▸ **Work item**
Strip the pictures, then copy the remaining data exactly as it stands.

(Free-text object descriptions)
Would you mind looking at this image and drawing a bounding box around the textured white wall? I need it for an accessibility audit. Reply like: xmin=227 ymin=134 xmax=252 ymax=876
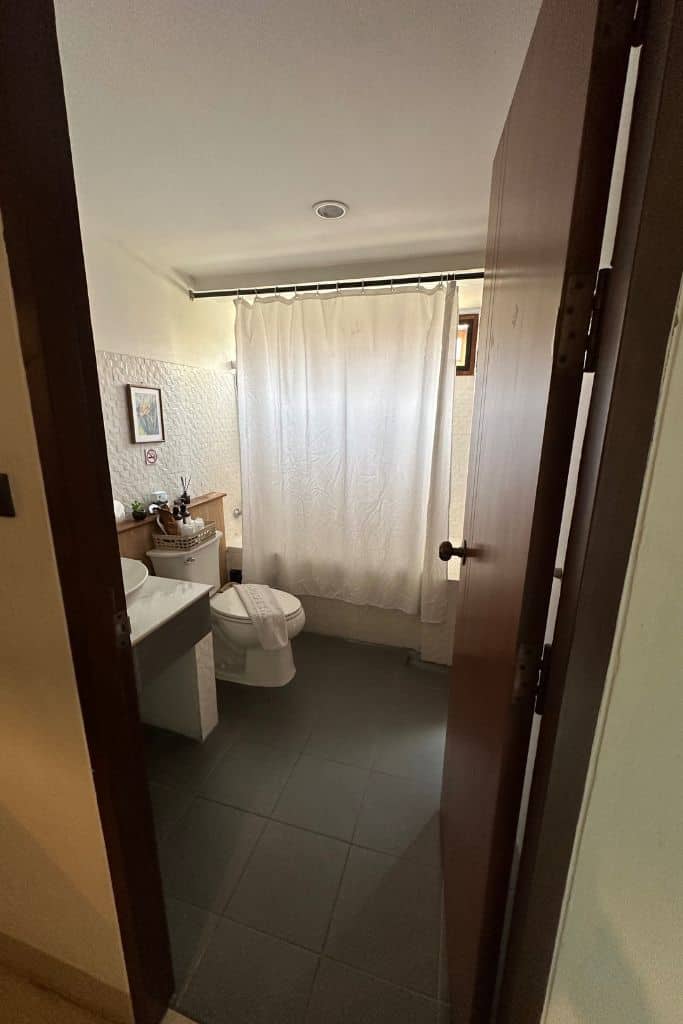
xmin=96 ymin=351 xmax=242 ymax=539
xmin=450 ymin=375 xmax=475 ymax=545
xmin=543 ymin=284 xmax=683 ymax=1024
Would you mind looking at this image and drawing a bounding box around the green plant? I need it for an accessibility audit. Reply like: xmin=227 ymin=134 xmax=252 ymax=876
xmin=131 ymin=500 xmax=145 ymax=512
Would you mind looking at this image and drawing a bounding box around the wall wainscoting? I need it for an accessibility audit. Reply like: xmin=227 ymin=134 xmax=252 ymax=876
xmin=96 ymin=350 xmax=241 ymax=528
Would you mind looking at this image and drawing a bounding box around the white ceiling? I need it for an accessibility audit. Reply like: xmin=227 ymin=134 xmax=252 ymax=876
xmin=55 ymin=0 xmax=540 ymax=288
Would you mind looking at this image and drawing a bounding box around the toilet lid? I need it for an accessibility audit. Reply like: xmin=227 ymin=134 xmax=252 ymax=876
xmin=211 ymin=586 xmax=302 ymax=622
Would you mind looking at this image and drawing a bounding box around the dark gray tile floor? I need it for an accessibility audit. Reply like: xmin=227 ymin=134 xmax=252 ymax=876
xmin=146 ymin=632 xmax=451 ymax=1023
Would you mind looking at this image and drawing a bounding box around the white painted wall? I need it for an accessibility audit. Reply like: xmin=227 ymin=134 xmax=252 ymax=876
xmin=83 ymin=233 xmax=235 ymax=370
xmin=0 ymin=230 xmax=129 ymax=998
xmin=543 ymin=284 xmax=683 ymax=1024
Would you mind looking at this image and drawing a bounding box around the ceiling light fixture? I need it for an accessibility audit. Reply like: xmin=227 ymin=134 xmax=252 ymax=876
xmin=313 ymin=200 xmax=349 ymax=220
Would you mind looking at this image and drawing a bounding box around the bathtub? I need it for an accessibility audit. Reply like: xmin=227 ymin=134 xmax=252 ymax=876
xmin=225 ymin=533 xmax=458 ymax=665
xmin=226 ymin=532 xmax=243 ymax=573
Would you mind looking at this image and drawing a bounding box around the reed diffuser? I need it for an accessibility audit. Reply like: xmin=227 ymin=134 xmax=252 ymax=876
xmin=180 ymin=475 xmax=191 ymax=504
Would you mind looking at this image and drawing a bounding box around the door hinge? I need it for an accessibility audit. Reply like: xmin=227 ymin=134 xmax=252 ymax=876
xmin=114 ymin=609 xmax=132 ymax=649
xmin=512 ymin=643 xmax=542 ymax=705
xmin=631 ymin=0 xmax=649 ymax=47
xmin=555 ymin=274 xmax=595 ymax=372
xmin=584 ymin=267 xmax=611 ymax=372
xmin=534 ymin=643 xmax=553 ymax=715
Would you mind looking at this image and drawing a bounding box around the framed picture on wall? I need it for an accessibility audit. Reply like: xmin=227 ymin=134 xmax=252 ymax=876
xmin=127 ymin=385 xmax=165 ymax=443
xmin=456 ymin=313 xmax=479 ymax=375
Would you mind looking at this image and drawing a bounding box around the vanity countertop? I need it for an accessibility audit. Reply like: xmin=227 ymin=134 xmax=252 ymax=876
xmin=128 ymin=575 xmax=212 ymax=645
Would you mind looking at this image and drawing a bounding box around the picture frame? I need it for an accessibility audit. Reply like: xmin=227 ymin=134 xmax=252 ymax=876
xmin=456 ymin=313 xmax=479 ymax=375
xmin=127 ymin=384 xmax=165 ymax=443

▸ **Response below**
Would you mind looking at this image and drawing a bounding box around the textured white wall? I need it for an accessibility audit. Reply like: xmin=227 ymin=134 xmax=252 ymax=876
xmin=96 ymin=351 xmax=242 ymax=539
xmin=450 ymin=375 xmax=475 ymax=545
xmin=543 ymin=284 xmax=683 ymax=1024
Would you mind looking at this image and drawing a bounding box around the green plant? I need it for an accessibility audit. Reply like: xmin=227 ymin=134 xmax=252 ymax=876
xmin=131 ymin=500 xmax=145 ymax=512
Would you mind looking at this image and drawing a bounding box around the wall wainscoting? I need it for an accessibility audit. Reply like: xmin=227 ymin=134 xmax=252 ymax=876
xmin=96 ymin=350 xmax=241 ymax=528
Would you mind looking at this image and drawing a bounding box around the white ceiling? I need it for an accessibility audit. Reply like: xmin=227 ymin=134 xmax=252 ymax=876
xmin=55 ymin=0 xmax=540 ymax=288
Would you mind looking at this image and drawing a bounding box around the toilet lid? I need it for an accessibility audit. Reply like: xmin=227 ymin=134 xmax=252 ymax=876
xmin=211 ymin=586 xmax=302 ymax=622
Would you mind looking at this image and drawing a bounding box around the dark gray tile floor? I need it for an accessibility audit. Reply like: xmin=227 ymin=134 xmax=252 ymax=876
xmin=146 ymin=632 xmax=451 ymax=1023
Would you mind looking at this image and drawing a bounding box around the white painted wall? I need it for an accessibility audit. Reply like: xmin=227 ymin=134 xmax=252 ymax=876
xmin=83 ymin=233 xmax=235 ymax=370
xmin=0 ymin=230 xmax=129 ymax=998
xmin=543 ymin=284 xmax=683 ymax=1024
Would you mind looking at this image and drawing a bounding box around the ceiling light fixture? I need it for an accessibility audit. Reply like: xmin=227 ymin=134 xmax=252 ymax=876
xmin=313 ymin=200 xmax=349 ymax=220
Would you mind looking at this image and drawing a bounding box around the bathtub? I need it for an accessibility audit. Reply like: xmin=227 ymin=134 xmax=252 ymax=876
xmin=225 ymin=533 xmax=458 ymax=665
xmin=226 ymin=532 xmax=243 ymax=573
Would you mind looking at this image and drawing a bounding box around the reed diffuser? I need it for an accessibility audit. Reply like: xmin=227 ymin=134 xmax=252 ymax=876
xmin=180 ymin=475 xmax=191 ymax=504
Would you mind looking at this image and drawing a bounding box around the door hinge? I need it for an accessibility audit. Reply like: xmin=227 ymin=134 xmax=252 ymax=876
xmin=114 ymin=609 xmax=132 ymax=649
xmin=512 ymin=643 xmax=542 ymax=705
xmin=631 ymin=0 xmax=649 ymax=47
xmin=555 ymin=274 xmax=595 ymax=372
xmin=584 ymin=267 xmax=611 ymax=372
xmin=534 ymin=643 xmax=553 ymax=715
Would you mind looking at this image and drawing a bounding box around the framed picture on wall? I need it for an accessibility audit. Reply like: xmin=227 ymin=134 xmax=252 ymax=876
xmin=127 ymin=385 xmax=165 ymax=443
xmin=456 ymin=313 xmax=479 ymax=375
Would you mind looking at this image and drawing a bounding box around the vanity countertop? I need it for an accessibility audit. Reply like: xmin=227 ymin=134 xmax=252 ymax=876
xmin=128 ymin=575 xmax=212 ymax=645
Would you mind looking at this image and drawing a bounding box around the picture frame? I need it for an accessibility audit. Reply like: xmin=227 ymin=134 xmax=252 ymax=876
xmin=456 ymin=313 xmax=479 ymax=375
xmin=127 ymin=384 xmax=165 ymax=443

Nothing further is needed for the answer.